(Named object pointing entries)
********************
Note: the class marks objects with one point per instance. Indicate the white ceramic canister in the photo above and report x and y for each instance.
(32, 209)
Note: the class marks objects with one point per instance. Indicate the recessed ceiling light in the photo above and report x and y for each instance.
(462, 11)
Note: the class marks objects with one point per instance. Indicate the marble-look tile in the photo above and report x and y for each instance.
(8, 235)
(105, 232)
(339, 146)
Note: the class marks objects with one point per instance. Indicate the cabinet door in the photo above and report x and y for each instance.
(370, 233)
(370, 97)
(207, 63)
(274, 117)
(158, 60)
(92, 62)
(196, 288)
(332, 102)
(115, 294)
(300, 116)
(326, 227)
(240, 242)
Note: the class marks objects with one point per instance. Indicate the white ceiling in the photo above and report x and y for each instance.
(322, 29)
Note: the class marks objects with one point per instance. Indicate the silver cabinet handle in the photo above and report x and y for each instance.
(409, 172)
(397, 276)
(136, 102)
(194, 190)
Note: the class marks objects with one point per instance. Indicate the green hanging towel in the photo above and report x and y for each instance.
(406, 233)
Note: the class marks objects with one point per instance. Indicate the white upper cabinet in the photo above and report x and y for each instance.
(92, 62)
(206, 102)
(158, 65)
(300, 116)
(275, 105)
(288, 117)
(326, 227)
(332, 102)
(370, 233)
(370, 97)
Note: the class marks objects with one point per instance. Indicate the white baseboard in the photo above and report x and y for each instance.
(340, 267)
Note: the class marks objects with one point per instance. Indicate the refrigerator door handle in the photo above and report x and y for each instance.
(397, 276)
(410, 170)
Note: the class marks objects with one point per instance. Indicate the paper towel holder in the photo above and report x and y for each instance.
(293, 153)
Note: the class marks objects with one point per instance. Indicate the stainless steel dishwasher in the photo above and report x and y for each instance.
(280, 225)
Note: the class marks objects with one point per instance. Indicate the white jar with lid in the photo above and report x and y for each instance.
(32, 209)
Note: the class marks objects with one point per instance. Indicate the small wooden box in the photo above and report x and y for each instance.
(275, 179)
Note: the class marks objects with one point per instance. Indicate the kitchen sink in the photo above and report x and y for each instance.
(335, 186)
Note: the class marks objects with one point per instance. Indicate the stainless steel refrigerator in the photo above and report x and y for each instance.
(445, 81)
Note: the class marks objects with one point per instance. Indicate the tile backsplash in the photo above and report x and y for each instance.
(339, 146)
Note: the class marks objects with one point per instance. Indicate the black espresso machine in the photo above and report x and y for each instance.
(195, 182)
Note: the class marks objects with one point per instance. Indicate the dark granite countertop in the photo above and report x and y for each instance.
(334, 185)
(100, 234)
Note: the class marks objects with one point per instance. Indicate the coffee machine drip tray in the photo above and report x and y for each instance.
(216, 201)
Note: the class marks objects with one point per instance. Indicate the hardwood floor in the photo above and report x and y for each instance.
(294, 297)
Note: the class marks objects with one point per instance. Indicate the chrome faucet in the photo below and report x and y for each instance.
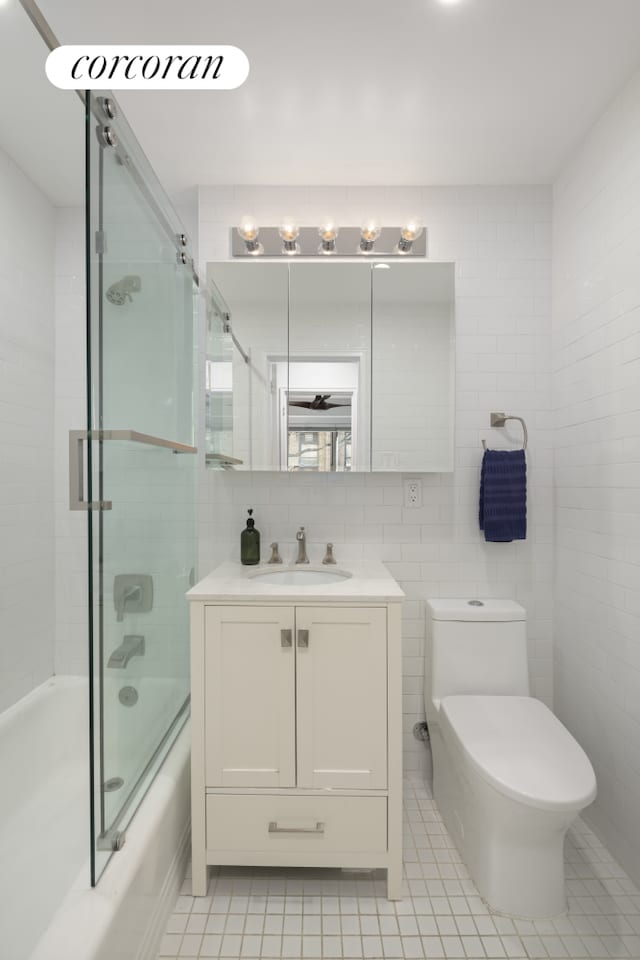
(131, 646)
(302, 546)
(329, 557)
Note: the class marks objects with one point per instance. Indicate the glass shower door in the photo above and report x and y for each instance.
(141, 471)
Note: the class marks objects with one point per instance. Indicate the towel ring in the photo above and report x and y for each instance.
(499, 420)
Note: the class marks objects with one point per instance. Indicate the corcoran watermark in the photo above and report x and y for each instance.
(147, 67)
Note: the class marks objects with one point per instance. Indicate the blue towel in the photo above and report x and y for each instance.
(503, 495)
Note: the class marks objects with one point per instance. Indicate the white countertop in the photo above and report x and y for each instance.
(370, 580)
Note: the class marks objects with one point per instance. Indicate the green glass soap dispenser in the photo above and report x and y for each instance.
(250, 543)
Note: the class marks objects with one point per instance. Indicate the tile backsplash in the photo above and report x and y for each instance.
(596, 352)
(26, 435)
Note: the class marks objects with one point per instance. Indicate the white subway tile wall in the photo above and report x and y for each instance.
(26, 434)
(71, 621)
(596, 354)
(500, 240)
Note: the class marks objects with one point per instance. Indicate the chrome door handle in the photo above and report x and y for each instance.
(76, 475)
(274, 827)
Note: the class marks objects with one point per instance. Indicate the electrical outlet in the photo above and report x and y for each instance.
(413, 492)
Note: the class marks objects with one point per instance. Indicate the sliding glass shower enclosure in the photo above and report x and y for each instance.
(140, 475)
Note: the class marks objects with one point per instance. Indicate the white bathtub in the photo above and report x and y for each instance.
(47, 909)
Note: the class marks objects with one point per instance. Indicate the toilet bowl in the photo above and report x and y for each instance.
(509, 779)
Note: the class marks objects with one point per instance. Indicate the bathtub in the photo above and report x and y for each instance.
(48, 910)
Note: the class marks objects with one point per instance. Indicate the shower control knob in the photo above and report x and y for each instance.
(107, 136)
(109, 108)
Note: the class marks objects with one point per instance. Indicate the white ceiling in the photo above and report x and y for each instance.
********************
- To be done
The pictures in the entries should be left out; output everything else exactly.

- Solved problem
Note: the class marks objects with one point per instance. Indicate the white ceramic canister in the photo above and report x and y for each instance.
(32, 209)
Note: the class marks objects with one point per instance. Indicate the recessed ceiling light in the photo above and report x and y for each instance.
(462, 11)
Note: the class marks objects with one point per instance. Indicate the marble-look tile in the photo above and report x and y for each instance.
(8, 235)
(105, 232)
(339, 146)
Note: the class marks objects with one point per instance. Indicate the cabinet door in the photo above and report x and y for each instance.
(370, 233)
(370, 97)
(207, 63)
(274, 117)
(158, 60)
(92, 62)
(196, 288)
(332, 102)
(115, 294)
(300, 116)
(326, 227)
(240, 242)
Note: the class marks objects with one point per instance. Indicate the white ceiling in the photo above and report x and y for each instance.
(322, 29)
Note: the class marks objects with one point per instance. Indicate the silver cabinet handle in the photo above and report x and y for each instance.
(409, 172)
(397, 276)
(136, 102)
(194, 190)
Note: the class marks objects with one point per instance. Indicate the green hanging towel in the photo above and report x and y for each instance.
(406, 233)
Note: the class marks objects with one point per instance. Indicate the white upper cabinet in the photo above and report x and y for each instance.
(92, 62)
(206, 102)
(158, 65)
(300, 116)
(275, 105)
(288, 117)
(326, 227)
(332, 102)
(370, 233)
(370, 97)
Note: the class marks objects with one point per instance. Indicate the white baseboard in the photo above and report x and y for each instance.
(340, 267)
Note: the class marks objects with one point per instance. Indicate the refrigerator door handle in the photo above and report x and y for each instance.
(397, 276)
(410, 170)
Note: the class marks objects with one point per instance. Indicate the paper towel holder in the photo above and report x and y for each instance.
(293, 153)
Note: the class marks objects with one point per instance. Indicate the stainless steel dishwasher in the photo above and report x and y for each instance.
(280, 225)
Note: the class marks objects with one point per instance. Indicate the white jar with lid in the photo above and report x and y for each instance.
(32, 209)
Note: the class marks objects with one point per instance. Indicate the small wooden box in the photo above and report x and y for each instance.
(275, 179)
Note: the class marks objects with one point per instance. Indicate the kitchen sink in the photo above and report x and y for each instance.
(335, 186)
Note: the class marks objects with one point per instance. Indicate the stainless steel refrigerator in the photo above and report x and y for each instance.
(445, 81)
Note: the class marks objects with one point per instance. Indicate the tile backsplash in the photo above and report x and y for each instance.
(339, 146)
Note: the class marks objects with one point per instance. Indicate the black espresso machine in the photo above and report x and y for each instance.
(195, 182)
Note: the class marks objects with one point per instance. Indicate the dark granite countertop in the photo above and report x and y for each instance.
(334, 185)
(100, 234)
Note: the class marks objects with one point per instance. Indicate the coffee machine drip tray in the photo above and report x and y for each instance.
(216, 201)
Note: the class marks objects with one point per instance. Indicate the hardwood floor in the photo above and report x and y for each instance.
(294, 297)
Note: the class marks objects with one point per instance. Indicate the chrome faucet in the photo below and report x and y for each instance.
(131, 646)
(302, 546)
(329, 557)
Note: the class marks objects with one point per instance. Indicate the glass shower door in the photo above and report x and y for each instance.
(141, 471)
Note: the class marks objects with one point per instance. Indicate the towel ring in the photo above and report x and y for each instance.
(499, 420)
Note: the class marks objects with one point per instance. Indicate the corcoran watermark in the photo above and report x and y for each instance.
(147, 67)
Note: the class marks objects with one point per instance. Indicate the blue towel in the photo above and report x and y for each instance.
(503, 495)
Note: the class marks objects with one point per instance. Indicate the white countertop in the photo above and report x and y for each instance.
(370, 580)
Note: the class marks objects with one point per instance. Indicate the green glass soap dispenser in the photo above and report x and y for each instance.
(250, 543)
Note: the class marks objects with one point per instance. Indicate the tile backsplash in the photo above and report x and y for each instance.
(596, 352)
(26, 435)
Note: the class marks objects with one point per instance. Indicate the white subway tile wall in the photo above and report x and y for each instance.
(26, 434)
(71, 621)
(596, 354)
(500, 240)
Note: the class marks objects with one point per instance. Indicate the chrome door handle in the photo above and report x and y for each instance.
(76, 475)
(274, 827)
Note: the class marks objects with one point per instance. Indicate the electrical outlet in the photo above and report x and y for each instance.
(413, 492)
Note: the class marks objects with one point per instance. Indicate the sliding glass shower enclosure in the photo above and report x and y for each instance.
(140, 475)
Note: the class marks objects with one point per instance. Indicate the white bathtub in the photo above and report x and y for each instance.
(47, 909)
Note: the class marks objects with one point per instance. Indicate the toilet bowl in the photo above and report x and y for each instance.
(509, 779)
Note: the class marks objects with one point per instance. Indicate the bathtub in the photo above and report x and y for each instance.
(48, 910)
Note: the class marks objects with one point per instance. Indicate the shower control knob in the photo above and report x and y for each instance.
(107, 136)
(109, 108)
Note: the class marks objects with one point per instance. Indicate the white ceiling in the photo above and report x and y for each instance.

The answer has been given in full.